## ASSIGNMENT
Give back an exact repetition of the material below, from its first line through the line that contains "Annotate each instance of the chest top", both included, minus the pictures.

=== RECORDS FOR THIS EXERCISE ===

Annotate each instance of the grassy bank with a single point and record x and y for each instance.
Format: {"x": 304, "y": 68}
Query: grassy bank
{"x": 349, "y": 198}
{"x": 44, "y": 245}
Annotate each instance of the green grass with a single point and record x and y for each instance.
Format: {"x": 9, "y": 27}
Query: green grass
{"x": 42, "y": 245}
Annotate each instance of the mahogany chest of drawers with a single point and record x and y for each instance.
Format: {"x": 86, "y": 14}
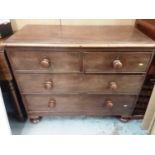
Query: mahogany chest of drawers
{"x": 79, "y": 70}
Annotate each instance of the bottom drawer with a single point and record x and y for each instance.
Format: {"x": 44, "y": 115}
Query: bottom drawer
{"x": 80, "y": 104}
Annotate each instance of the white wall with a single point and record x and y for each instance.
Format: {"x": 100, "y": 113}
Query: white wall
{"x": 19, "y": 23}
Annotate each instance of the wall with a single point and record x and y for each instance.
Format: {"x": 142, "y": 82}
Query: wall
{"x": 19, "y": 23}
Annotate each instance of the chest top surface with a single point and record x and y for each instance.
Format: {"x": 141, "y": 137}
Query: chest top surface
{"x": 79, "y": 36}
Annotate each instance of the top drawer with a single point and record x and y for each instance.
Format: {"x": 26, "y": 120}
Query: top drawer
{"x": 100, "y": 62}
{"x": 45, "y": 61}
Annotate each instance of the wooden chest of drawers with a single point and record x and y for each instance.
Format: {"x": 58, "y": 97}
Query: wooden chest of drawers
{"x": 79, "y": 70}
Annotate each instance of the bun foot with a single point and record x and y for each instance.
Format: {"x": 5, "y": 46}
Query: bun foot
{"x": 124, "y": 119}
{"x": 35, "y": 120}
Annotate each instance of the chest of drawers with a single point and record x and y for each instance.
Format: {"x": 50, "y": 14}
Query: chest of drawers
{"x": 79, "y": 70}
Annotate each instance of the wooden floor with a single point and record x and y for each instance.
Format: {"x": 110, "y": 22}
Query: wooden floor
{"x": 78, "y": 126}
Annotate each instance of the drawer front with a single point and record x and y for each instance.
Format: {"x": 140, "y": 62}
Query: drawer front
{"x": 116, "y": 62}
{"x": 84, "y": 104}
{"x": 46, "y": 61}
{"x": 59, "y": 83}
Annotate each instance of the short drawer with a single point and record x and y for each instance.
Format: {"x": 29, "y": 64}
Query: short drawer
{"x": 116, "y": 62}
{"x": 83, "y": 104}
{"x": 45, "y": 61}
{"x": 74, "y": 83}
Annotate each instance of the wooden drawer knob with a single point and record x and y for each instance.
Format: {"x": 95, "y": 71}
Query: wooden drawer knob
{"x": 113, "y": 85}
{"x": 51, "y": 103}
{"x": 48, "y": 84}
{"x": 45, "y": 62}
{"x": 109, "y": 104}
{"x": 117, "y": 64}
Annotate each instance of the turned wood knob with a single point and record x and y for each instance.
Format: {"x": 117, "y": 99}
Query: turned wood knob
{"x": 45, "y": 63}
{"x": 113, "y": 85}
{"x": 48, "y": 84}
{"x": 109, "y": 104}
{"x": 51, "y": 103}
{"x": 117, "y": 64}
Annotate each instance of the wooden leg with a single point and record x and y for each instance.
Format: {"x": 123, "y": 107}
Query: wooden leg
{"x": 16, "y": 101}
{"x": 35, "y": 119}
{"x": 124, "y": 119}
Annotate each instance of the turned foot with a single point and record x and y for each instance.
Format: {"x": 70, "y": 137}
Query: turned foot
{"x": 124, "y": 119}
{"x": 35, "y": 120}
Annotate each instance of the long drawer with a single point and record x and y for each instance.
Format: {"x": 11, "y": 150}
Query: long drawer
{"x": 100, "y": 62}
{"x": 54, "y": 61}
{"x": 66, "y": 83}
{"x": 81, "y": 104}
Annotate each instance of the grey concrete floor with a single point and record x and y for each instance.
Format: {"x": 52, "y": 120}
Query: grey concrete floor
{"x": 77, "y": 126}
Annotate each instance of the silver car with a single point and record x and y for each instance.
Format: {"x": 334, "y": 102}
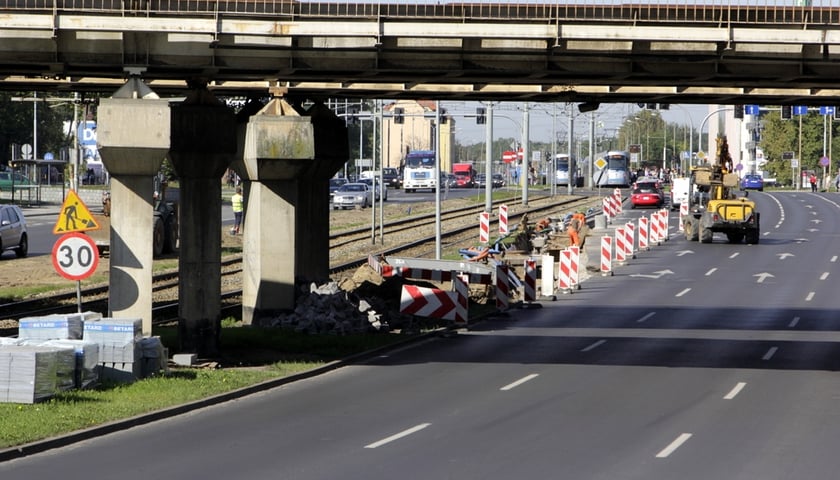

===

## SOLVED PROBLEM
Annotate each instance of the grassy bank with a single point and record x and y for each instance.
Format: {"x": 304, "y": 68}
Query: grassy bank
{"x": 349, "y": 198}
{"x": 44, "y": 245}
Annotate each instance of the green grass with a single point and record x and y for each instance.
Format: {"x": 9, "y": 27}
Query: green grass
{"x": 42, "y": 245}
Annotate each instance of the mahogany chest of drawers with a single point and record x and y for each instance.
Format: {"x": 86, "y": 14}
Query: mahogany chest of drawers
{"x": 79, "y": 70}
Annotate each instance of the bottom drawer with a single point and record x and y for each instance.
Format: {"x": 44, "y": 115}
Query: bottom drawer
{"x": 80, "y": 104}
Annotate each instance of the white wall with a single point and record x and y for each instance.
Format: {"x": 100, "y": 113}
Query: white wall
{"x": 19, "y": 23}
Annotate each instance of the wall with a single point and record x and y for each instance.
Format: {"x": 142, "y": 82}
Query: wall
{"x": 19, "y": 23}
Annotate each instance of the chest top surface with a single point and record x and y for each instance.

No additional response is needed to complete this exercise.